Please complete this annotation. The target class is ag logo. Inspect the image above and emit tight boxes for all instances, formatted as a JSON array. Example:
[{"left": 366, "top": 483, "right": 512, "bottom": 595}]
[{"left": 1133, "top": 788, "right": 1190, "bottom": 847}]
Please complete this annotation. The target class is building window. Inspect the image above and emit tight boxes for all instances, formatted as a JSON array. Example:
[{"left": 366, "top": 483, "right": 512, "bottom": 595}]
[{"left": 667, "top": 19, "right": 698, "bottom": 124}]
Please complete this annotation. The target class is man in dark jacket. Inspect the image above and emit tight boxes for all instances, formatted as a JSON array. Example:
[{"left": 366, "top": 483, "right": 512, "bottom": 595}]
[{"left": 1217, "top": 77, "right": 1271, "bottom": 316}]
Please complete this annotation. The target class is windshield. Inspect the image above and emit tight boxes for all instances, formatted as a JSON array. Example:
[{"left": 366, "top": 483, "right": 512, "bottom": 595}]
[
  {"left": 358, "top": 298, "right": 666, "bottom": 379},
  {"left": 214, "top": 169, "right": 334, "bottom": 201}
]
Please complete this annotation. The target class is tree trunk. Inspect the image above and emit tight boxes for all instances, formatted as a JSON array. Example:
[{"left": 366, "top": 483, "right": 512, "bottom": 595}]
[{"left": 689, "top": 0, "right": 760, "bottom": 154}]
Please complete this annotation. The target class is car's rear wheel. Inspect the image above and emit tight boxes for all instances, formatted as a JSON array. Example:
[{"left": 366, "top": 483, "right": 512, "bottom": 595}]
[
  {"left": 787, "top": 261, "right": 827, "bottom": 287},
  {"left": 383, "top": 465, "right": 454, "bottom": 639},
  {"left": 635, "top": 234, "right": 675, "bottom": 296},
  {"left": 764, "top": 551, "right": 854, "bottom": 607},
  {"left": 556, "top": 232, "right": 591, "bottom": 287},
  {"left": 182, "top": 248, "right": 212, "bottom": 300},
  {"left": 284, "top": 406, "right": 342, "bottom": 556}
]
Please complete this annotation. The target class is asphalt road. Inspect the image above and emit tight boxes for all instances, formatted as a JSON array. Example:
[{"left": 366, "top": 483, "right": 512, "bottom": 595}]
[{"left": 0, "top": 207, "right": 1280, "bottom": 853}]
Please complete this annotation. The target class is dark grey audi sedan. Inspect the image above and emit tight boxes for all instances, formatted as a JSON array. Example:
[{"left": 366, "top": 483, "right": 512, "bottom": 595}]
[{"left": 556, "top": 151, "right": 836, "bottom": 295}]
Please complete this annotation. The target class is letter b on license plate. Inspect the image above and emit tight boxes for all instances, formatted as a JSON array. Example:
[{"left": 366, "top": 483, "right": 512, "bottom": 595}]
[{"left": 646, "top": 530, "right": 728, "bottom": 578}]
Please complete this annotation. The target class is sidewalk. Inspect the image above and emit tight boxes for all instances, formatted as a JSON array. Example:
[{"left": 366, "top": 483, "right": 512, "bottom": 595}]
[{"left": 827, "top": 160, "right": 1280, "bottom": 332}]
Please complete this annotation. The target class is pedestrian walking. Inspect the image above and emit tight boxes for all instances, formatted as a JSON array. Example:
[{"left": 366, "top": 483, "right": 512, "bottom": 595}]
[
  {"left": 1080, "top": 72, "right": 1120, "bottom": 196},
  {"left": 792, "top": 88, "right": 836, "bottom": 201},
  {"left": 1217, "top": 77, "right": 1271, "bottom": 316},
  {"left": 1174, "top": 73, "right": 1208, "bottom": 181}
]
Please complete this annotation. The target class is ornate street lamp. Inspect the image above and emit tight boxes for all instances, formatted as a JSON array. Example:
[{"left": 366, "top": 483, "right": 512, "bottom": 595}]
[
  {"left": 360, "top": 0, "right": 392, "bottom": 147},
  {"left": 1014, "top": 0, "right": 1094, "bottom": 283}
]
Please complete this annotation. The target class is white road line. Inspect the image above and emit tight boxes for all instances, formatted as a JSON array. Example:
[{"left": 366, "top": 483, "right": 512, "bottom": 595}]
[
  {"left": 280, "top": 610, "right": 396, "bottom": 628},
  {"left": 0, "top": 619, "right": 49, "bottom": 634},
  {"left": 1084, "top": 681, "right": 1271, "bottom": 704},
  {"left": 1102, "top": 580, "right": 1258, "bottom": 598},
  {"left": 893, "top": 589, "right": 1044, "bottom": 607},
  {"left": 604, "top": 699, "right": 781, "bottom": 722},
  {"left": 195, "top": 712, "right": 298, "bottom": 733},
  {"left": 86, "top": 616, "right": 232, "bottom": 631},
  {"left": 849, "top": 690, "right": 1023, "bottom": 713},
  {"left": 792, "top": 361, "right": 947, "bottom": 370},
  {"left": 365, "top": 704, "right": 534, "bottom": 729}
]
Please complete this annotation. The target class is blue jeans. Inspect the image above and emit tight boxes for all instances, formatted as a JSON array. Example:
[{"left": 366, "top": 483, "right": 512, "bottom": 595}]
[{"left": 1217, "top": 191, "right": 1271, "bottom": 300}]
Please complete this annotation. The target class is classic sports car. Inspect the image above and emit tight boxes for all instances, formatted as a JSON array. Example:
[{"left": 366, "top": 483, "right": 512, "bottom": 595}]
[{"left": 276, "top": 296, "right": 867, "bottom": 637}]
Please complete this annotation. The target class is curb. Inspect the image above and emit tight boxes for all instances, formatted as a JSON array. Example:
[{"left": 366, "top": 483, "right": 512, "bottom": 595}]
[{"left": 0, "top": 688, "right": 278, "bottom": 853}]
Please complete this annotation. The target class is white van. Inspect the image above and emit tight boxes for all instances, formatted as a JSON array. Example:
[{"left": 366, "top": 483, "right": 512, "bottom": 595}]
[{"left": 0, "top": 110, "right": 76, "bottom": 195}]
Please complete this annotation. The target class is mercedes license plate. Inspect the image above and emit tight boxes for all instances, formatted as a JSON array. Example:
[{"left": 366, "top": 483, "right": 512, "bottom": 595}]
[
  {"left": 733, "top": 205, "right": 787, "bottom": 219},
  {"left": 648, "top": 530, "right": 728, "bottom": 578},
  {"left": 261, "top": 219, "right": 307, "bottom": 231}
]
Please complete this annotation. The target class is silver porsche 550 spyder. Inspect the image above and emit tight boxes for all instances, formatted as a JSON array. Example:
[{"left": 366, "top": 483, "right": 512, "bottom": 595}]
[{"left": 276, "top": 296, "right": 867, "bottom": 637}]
******************************
- _Opdracht_
Schrijf het volledige materiaal hierboven regel voor regel ongewijzigd over.

- _Antwoord_
Please complete this annotation. The target class is ag logo. Inspect the image above and emit tight boxes for all instances, formatted as a JSON array. Example:
[{"left": 366, "top": 483, "right": 512, "bottom": 595}]
[{"left": 1133, "top": 788, "right": 1190, "bottom": 847}]
Please complete this annotation. The target class is building window. Inspect the image above and emit tight boxes for all instances, formatted as a JSON array. Example:
[{"left": 366, "top": 483, "right": 512, "bottom": 595}]
[{"left": 667, "top": 19, "right": 698, "bottom": 124}]
Please complete this annotation. The target class is man in dark jacket. Inspect the image above and emit tight boxes for all instances, formatted as a JSON array. Example:
[{"left": 366, "top": 483, "right": 512, "bottom": 595}]
[{"left": 1217, "top": 77, "right": 1271, "bottom": 316}]
Please complete this annotation. The target class is windshield. Inspect the image above and emit tight boxes for all instances, formatted as a JSON array. Example:
[{"left": 366, "top": 483, "right": 512, "bottom": 595}]
[
  {"left": 358, "top": 298, "right": 666, "bottom": 379},
  {"left": 214, "top": 169, "right": 334, "bottom": 201}
]
Please complete this annotation. The target class is tree trunk. Inspect the image above and emit tight boxes for all instances, formatted as a JSON array. Example:
[{"left": 366, "top": 483, "right": 512, "bottom": 595}]
[{"left": 689, "top": 0, "right": 760, "bottom": 154}]
Please complete this annotation. The target class is car's rear wheel. Inspect the image above and emit tight boxes for all instances, formatted as a JSON array. Example:
[{"left": 366, "top": 483, "right": 512, "bottom": 595}]
[
  {"left": 787, "top": 261, "right": 827, "bottom": 287},
  {"left": 383, "top": 465, "right": 454, "bottom": 639},
  {"left": 635, "top": 234, "right": 675, "bottom": 296},
  {"left": 764, "top": 551, "right": 854, "bottom": 607},
  {"left": 556, "top": 232, "right": 591, "bottom": 287},
  {"left": 182, "top": 248, "right": 212, "bottom": 300},
  {"left": 284, "top": 406, "right": 342, "bottom": 556}
]
Please complete this annotation. The target class is asphalt road. Inspect the image above and emit tight boxes for all instances, formatted as a JSON array. Example:
[{"left": 366, "top": 483, "right": 512, "bottom": 595}]
[{"left": 0, "top": 207, "right": 1280, "bottom": 853}]
Please complete this annotation. The target class is dark grey audi sedan. Inspect the image above and emit tight boxes for all instances, formatted as a JSON array. Example:
[{"left": 366, "top": 483, "right": 512, "bottom": 595}]
[{"left": 556, "top": 151, "right": 836, "bottom": 295}]
Please complete this annotation. The target class is letter b on license plate. Inspect the image above and emit tight boxes for all instances, formatted as a JSON array. Example:
[{"left": 366, "top": 483, "right": 512, "bottom": 595}]
[{"left": 646, "top": 530, "right": 728, "bottom": 578}]
Please complete this annotation. The target class is sidewalk. Inspect the image above and emit tight boxes for all instances, formatted as a JSON array. Example:
[{"left": 366, "top": 483, "right": 512, "bottom": 595}]
[{"left": 827, "top": 160, "right": 1280, "bottom": 332}]
Please complete this annotation. The target class is pedestrian walking. Inspect the image above and emit tight boxes for all instances, formatted as a JSON array. Example:
[{"left": 366, "top": 483, "right": 512, "bottom": 595}]
[
  {"left": 1080, "top": 72, "right": 1120, "bottom": 196},
  {"left": 792, "top": 88, "right": 836, "bottom": 201},
  {"left": 1217, "top": 77, "right": 1271, "bottom": 316},
  {"left": 1174, "top": 73, "right": 1208, "bottom": 181}
]
Please complete this annotation. The target class is ornate street lamp. Inspect the image above and emit tight boxes for all instances, formatted as a JSON array. Example:
[{"left": 366, "top": 483, "right": 512, "bottom": 595}]
[
  {"left": 360, "top": 0, "right": 392, "bottom": 147},
  {"left": 1014, "top": 0, "right": 1094, "bottom": 283}
]
Please complete this annotation. The target class is white road line. Inspect the image above and emit tight boxes for all instances, formatted as a JSON array. Example:
[{"left": 366, "top": 483, "right": 512, "bottom": 595}]
[
  {"left": 280, "top": 610, "right": 396, "bottom": 628},
  {"left": 0, "top": 619, "right": 49, "bottom": 634},
  {"left": 1084, "top": 681, "right": 1271, "bottom": 704},
  {"left": 1102, "top": 580, "right": 1258, "bottom": 598},
  {"left": 893, "top": 589, "right": 1044, "bottom": 607},
  {"left": 604, "top": 699, "right": 781, "bottom": 722},
  {"left": 195, "top": 712, "right": 298, "bottom": 733},
  {"left": 86, "top": 616, "right": 232, "bottom": 631},
  {"left": 849, "top": 690, "right": 1023, "bottom": 713},
  {"left": 792, "top": 361, "right": 947, "bottom": 370},
  {"left": 365, "top": 704, "right": 534, "bottom": 729}
]
Please complete this annotation. The target class is blue jeans. Inspect the image above and emit tight boxes for all instances, formatted as a JSON array. Example:
[{"left": 366, "top": 483, "right": 512, "bottom": 595}]
[{"left": 1217, "top": 191, "right": 1271, "bottom": 300}]
Please complete this annotation. The target class is classic sports car. Inspect the image above and emit tight boxes for all instances, formatted as a JSON array. Example:
[{"left": 366, "top": 483, "right": 512, "bottom": 595}]
[{"left": 276, "top": 296, "right": 867, "bottom": 637}]
Please complete this annotation. The target class is curb. Inspect the image above and emit tight boxes for all instances, formatted as a JSON array. Example:
[{"left": 366, "top": 483, "right": 512, "bottom": 595}]
[{"left": 0, "top": 688, "right": 278, "bottom": 853}]
Please complete this annotation. The target class is white van. Inspect the image above and emit tight boxes for all instances, formatted as a JSON array. Example:
[{"left": 366, "top": 483, "right": 512, "bottom": 595}]
[{"left": 0, "top": 110, "right": 76, "bottom": 195}]
Please complete this annotation. The target class is mercedes license plate. Inspect the image above and emit tight boxes for all instances, formatted as a JSON array. Example:
[{"left": 366, "top": 483, "right": 512, "bottom": 595}]
[
  {"left": 733, "top": 205, "right": 787, "bottom": 219},
  {"left": 648, "top": 530, "right": 728, "bottom": 578},
  {"left": 261, "top": 219, "right": 307, "bottom": 231}
]
Please complete this annotation. The target class is silver porsche 550 spyder. Inspect the image above and emit tight boxes for all instances, formatted as a JSON array. Example:
[{"left": 366, "top": 483, "right": 512, "bottom": 595}]
[{"left": 276, "top": 296, "right": 867, "bottom": 637}]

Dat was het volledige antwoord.